* Texte fourni *
____
Le mariage aujourd’hui au Japon

Les applications de « matching », sauveurs du mariage au Japon ?

Société

Ces dernières années au Japon, on assiste à une multiplication de mariages de couples qui se sont connus par l’intermédiaire d’applications de matching. Quels sont les services qu’elles proposent ? Comment ces personnes ont-elles fait connaissance, puis se sont-elles mariées ? La gérante de l’application la plus populaire et des utilisateurs nous répondent.

Examen drastique de toutes les inscriptions et élimination de toutes les demandes suspectes

Alors que la proportion de célibataires dans la population japonaise augmente, une application de matching se pose en sauveur du mariage. À tout le moins, le nombre d’inscrits ne permet plus de dire que ce type de service ne concerne qu’une frange de la population. L’application la plus importante du secteur, « Pairs », qui fut créée en 2012, compte 8 millions d’utilisateurs. Et d’autres services sont apparus depuis, telles « Omiai » ou « With ».
____
* Listing fourni *
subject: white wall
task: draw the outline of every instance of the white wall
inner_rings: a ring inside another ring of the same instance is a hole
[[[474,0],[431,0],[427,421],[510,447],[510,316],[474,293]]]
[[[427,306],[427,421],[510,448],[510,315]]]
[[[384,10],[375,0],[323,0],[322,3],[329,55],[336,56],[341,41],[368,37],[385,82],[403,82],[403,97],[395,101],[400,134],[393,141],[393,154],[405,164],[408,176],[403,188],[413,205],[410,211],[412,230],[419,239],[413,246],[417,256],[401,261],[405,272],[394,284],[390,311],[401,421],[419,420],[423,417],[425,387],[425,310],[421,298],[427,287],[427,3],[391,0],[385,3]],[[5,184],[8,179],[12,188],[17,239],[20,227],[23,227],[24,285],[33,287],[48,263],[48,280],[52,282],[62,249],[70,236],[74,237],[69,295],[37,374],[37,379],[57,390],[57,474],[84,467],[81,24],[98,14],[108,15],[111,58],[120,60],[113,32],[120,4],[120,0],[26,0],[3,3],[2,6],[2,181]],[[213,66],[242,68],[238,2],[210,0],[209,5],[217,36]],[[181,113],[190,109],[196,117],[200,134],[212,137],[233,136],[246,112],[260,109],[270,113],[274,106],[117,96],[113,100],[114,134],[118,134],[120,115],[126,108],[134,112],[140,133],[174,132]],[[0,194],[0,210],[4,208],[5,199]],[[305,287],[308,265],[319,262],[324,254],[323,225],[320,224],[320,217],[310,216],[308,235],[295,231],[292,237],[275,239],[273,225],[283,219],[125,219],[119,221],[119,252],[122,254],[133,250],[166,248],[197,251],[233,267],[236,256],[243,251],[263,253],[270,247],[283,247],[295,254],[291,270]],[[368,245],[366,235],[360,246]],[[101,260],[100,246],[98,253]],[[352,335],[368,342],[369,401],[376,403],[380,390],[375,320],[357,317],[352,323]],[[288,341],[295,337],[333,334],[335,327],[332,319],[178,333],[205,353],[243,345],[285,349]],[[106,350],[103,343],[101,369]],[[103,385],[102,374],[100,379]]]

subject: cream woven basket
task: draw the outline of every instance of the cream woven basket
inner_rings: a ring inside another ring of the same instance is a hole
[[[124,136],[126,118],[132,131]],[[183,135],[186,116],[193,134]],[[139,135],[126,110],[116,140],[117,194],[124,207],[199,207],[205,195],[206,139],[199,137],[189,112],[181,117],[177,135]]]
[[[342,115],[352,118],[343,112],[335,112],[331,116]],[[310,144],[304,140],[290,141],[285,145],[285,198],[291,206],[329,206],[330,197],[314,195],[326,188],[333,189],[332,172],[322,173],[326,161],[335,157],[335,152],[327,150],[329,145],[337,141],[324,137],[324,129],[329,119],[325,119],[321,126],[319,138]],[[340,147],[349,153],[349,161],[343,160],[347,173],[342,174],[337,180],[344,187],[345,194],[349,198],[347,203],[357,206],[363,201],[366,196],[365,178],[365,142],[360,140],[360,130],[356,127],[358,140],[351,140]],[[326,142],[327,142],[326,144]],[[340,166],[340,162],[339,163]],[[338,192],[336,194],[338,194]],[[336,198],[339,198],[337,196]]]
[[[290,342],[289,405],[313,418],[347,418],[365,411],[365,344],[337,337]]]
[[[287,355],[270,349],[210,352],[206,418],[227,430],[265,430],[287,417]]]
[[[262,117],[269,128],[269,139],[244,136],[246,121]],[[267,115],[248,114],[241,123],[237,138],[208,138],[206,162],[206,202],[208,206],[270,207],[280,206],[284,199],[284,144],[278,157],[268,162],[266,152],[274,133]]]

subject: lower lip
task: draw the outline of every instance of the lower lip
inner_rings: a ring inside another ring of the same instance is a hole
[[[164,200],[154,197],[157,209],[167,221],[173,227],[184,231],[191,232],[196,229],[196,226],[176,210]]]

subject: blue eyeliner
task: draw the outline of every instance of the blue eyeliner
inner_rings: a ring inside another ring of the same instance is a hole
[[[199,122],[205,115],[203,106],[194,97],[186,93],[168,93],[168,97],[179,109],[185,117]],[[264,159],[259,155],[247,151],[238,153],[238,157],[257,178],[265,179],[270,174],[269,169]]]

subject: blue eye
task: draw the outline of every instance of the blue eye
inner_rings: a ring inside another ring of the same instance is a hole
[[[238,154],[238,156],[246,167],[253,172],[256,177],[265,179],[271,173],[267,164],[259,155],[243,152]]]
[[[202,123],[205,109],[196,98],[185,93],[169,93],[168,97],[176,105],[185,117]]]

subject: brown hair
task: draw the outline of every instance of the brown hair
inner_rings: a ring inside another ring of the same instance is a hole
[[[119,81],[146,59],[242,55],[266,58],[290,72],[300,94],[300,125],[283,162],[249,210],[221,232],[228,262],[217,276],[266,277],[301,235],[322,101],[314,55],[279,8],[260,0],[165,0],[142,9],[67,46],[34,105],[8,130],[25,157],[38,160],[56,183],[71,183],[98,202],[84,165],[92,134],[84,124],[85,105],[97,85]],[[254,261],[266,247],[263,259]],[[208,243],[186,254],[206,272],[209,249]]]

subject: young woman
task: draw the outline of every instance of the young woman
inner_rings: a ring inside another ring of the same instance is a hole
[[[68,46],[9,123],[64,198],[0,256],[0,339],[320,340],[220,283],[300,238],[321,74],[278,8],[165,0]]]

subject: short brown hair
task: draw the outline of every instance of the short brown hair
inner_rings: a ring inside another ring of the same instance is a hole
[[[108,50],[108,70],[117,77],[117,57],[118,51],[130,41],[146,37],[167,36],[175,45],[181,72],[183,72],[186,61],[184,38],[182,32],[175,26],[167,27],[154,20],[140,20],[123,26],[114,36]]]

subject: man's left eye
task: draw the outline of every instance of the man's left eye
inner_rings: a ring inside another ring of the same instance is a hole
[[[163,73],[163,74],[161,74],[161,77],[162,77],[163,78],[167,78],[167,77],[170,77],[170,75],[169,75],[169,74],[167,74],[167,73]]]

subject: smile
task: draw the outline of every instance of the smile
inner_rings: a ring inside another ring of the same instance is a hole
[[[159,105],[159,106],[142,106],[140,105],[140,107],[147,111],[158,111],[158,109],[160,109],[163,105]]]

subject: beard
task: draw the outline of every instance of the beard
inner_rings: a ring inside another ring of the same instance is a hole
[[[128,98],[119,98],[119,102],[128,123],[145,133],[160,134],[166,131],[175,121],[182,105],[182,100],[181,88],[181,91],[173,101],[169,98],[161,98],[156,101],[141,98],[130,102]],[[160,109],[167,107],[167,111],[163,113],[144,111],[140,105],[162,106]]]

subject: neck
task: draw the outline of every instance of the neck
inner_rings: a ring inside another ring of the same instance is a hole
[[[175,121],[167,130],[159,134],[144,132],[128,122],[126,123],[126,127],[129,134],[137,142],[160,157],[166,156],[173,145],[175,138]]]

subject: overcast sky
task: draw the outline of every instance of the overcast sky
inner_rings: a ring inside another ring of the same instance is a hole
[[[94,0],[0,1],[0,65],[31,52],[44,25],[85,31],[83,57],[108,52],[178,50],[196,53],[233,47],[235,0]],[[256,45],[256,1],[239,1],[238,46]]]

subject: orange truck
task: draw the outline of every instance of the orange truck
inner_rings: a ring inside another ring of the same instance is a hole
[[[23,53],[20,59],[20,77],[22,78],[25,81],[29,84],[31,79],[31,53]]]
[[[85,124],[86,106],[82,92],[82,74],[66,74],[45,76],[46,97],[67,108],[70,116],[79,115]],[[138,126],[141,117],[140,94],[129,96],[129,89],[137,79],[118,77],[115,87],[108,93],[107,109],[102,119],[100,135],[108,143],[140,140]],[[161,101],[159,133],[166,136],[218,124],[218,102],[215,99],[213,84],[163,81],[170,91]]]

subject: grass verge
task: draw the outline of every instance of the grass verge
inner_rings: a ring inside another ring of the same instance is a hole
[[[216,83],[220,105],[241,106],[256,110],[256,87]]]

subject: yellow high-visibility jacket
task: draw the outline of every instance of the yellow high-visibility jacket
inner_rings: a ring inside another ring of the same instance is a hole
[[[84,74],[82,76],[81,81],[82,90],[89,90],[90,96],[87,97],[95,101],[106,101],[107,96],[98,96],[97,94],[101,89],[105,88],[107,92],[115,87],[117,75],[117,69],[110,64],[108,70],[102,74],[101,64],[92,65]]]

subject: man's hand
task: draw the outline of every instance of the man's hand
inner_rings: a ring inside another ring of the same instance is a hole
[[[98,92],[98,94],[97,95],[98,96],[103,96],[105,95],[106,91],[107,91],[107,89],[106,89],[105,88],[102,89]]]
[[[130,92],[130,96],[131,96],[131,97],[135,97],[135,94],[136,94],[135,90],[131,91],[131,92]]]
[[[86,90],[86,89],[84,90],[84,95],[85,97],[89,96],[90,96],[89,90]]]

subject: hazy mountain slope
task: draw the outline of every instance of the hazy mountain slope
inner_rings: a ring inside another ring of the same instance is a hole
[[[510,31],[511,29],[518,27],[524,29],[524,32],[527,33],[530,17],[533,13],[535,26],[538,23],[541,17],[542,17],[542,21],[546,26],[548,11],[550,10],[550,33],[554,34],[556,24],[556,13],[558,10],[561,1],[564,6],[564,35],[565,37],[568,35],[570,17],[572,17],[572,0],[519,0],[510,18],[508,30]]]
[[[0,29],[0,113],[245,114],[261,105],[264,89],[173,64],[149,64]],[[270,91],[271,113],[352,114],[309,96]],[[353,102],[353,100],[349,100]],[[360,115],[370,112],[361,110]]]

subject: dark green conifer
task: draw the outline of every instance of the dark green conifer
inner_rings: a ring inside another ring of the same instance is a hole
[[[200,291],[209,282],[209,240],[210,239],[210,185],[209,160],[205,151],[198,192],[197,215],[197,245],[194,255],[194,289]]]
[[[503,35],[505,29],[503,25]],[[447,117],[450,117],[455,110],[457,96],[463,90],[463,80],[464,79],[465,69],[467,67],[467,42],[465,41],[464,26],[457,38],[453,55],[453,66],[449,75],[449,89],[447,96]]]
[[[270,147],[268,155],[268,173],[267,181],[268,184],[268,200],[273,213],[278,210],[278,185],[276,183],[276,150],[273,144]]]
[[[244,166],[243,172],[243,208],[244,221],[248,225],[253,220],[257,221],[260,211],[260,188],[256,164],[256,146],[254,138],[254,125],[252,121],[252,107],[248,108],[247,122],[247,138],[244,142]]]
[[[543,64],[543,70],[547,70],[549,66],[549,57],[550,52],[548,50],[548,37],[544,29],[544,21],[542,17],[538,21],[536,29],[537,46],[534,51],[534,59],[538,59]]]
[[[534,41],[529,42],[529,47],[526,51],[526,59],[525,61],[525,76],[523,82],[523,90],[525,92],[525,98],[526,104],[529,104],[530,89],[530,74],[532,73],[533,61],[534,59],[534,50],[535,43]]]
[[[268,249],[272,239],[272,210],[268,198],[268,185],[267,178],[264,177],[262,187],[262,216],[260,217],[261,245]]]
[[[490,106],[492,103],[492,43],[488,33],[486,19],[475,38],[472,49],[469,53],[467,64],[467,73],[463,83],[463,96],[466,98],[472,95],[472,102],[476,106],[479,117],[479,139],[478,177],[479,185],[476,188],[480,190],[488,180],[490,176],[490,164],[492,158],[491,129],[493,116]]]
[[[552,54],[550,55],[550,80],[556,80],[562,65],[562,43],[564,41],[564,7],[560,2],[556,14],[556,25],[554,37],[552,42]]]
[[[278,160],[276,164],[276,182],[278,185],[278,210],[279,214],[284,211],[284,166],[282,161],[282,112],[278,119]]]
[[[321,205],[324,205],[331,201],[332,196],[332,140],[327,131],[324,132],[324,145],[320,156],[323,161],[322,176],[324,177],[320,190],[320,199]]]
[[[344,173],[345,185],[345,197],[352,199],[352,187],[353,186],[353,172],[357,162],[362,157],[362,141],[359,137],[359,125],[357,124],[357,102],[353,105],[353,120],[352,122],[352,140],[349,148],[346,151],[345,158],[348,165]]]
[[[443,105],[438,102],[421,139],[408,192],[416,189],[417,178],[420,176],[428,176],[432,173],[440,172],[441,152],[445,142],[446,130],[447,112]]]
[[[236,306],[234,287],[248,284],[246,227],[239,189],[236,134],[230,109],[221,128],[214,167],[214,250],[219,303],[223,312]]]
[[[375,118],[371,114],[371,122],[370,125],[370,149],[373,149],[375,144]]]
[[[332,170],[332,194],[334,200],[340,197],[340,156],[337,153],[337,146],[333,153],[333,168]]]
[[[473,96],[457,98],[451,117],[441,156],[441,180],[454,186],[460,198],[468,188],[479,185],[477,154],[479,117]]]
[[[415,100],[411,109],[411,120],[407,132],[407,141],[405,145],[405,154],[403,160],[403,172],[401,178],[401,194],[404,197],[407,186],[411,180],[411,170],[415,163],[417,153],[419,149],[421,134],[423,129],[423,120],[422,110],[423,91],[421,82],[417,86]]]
____
* Consigne 1 *
Selon l'article sur les applications de matching au Japon, combien d'utilisateurs compte l'application « Pairs » ?
* Consigne 2 *
Poursuivez l'article sur les applications de matching au Japon à partir de sa dernière phrase.

* Résultat 1 *
« Pairs » compte 8 millions d'utilisateurs.

* Résultat 2 *
Écran d’accueil de l’application de matching « Pairs » (à gauche) et écran après connexion (à droite). (Photo avec l’aimable autorisation de Eureka)

En quoi ces applications diffèrent-elles des soi-disant sites de rencontres du passé ? Il se trouve que ces derniers sont dorénavant contrôlés par la loi de 2003 de prévention de la criminalité. Mais les affaires d’extorsion, de vol et de viol dont ont été victimes des collégiens et lycéens n’ont pas cessé, et la règlementation a été renforcée en 2008.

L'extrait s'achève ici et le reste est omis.